Consigne 1
Relevez toutes les personnes désignées par leur nom dans l'extrait fourni.
Consigne 2
D'après l'extrait fourni, sur quoi portait le débat qu'évoque Marion Maréchal-Le Pen à propos de la laïcité vue par la gauche ?
Consigne 3
Traduisez en anglais cette phrase de l'extrait fourni : « Le mariage républicain, facteur de cohésion civile, serait par nature impur d'un point de vue catholique. »

Extrait fourni

#####

Enfin, dernier temps fort de l’entretien, la question de la fonction et de l’utilisation de la laïcité républicaine, que Marion Maréchal Le Pen évoque de manière surprenante : "La laïcité est un outil utile contre la propagation (…) des revendications de certains musulmans. En revanche, il ne faut pas tomber dans le laïcisme, c’est-à-dire la religion de la laïcité, qui voudrait que l’on rejette la religion de toute sphère publique. La France est un pays chrétien, d’identité chrétienne, de racines chrétiennes, qu’elle a ce titre un héritage, des traditions, à connotation religieuse, en particulier catholique, et que la laïcité ne doit s’en prendre à cela".
Conclusion logique, une fois encore : "Je combats la laïcité vue par la gauche parce que c’est une laïcité aseptisée, on supprime tout ce qui peut avoir une référence à nos racines catholiques dans le cadre de la sphère privée! (NDLR : MMLP ne voulait-elle pas dire publique? S’agit-il d’un lapsus?) C’est le débat que l’on a eu sur les crèches dans les mairies".
Que retenir de ce pot-pourri ?
Que la pensée dévoilée de Marion Maréchal-Le Pen est d’essence contre-révolutionnaire. Elle est celle que portent, depuis 1789, tous les courants politiques extrémistes antirépublicains, qui ont tenté, par tous les moyens, notamment sous le régime de Vichy, de restaurer une France catholique au-dessus de tout, y compris et surtout au-dessus de la République bâtie sur la Déclaration des Droits et l’Homme et du Citoyen.
Terrible passage que celui où Marion Maréchal-Le Pen, encouragée par son interviewer, juge qu’il n’y a pas de raison de mourir pour la République et la laïcité. La certaine idée de la France que se fait la petite-fille de Jean-Marie Le Pen (entre Charles Maurras et son ami Jacques de Guillebon, intellectuel catholique ultra qui serait devenu son inspirateur) est encore plus réactionnaire que celle de l’ancêtre fondateur du Front national qui lui, n’avait jamais subordonné son action à une vision intégriste du catholicisme français appliquée à la sphère publique.
Au-delà de la manifestation de la tradition ultra-catholique, l’entretien est aussi instructif en ce qu’il acte une formidable opération de triangulation et préemption des concepts et droits républicains.
Une position catholique intégriste
D’abord en ce que Marion Maréchal-Le Pen ne reconnait pas le mariage civil et républicain, n’accordant de valeur qu’au seul mariage muni des sacrements de l’Eglise catholique. Le mariage républicain, facteur de cohésion civile, serait par nature impur d’un point de vue catholique. D’où l’appel lancé, de manière assez subtile, à une certaine forme de désobéissance civile, en invitant les catholiques de son bord à imiter certains musulmans afin de "forcer le débat".

#####

Matériel fourni
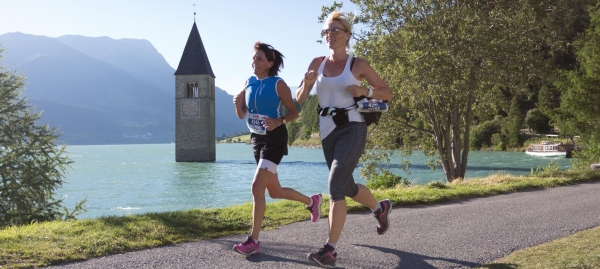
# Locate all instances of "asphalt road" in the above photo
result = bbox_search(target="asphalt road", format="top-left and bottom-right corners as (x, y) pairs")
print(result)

#####

Résultat final 1
Marion Maréchal-Le Pen, Jean-Marie Le Pen, Charles Maurras, Jacques de Guillebon

Résultat final 2
Il portait sur les crèches dans les mairies.

Résultat final 3
Republican marriage, a factor of civil cohesion, would supposedly be impure by nature from a Catholic point of view.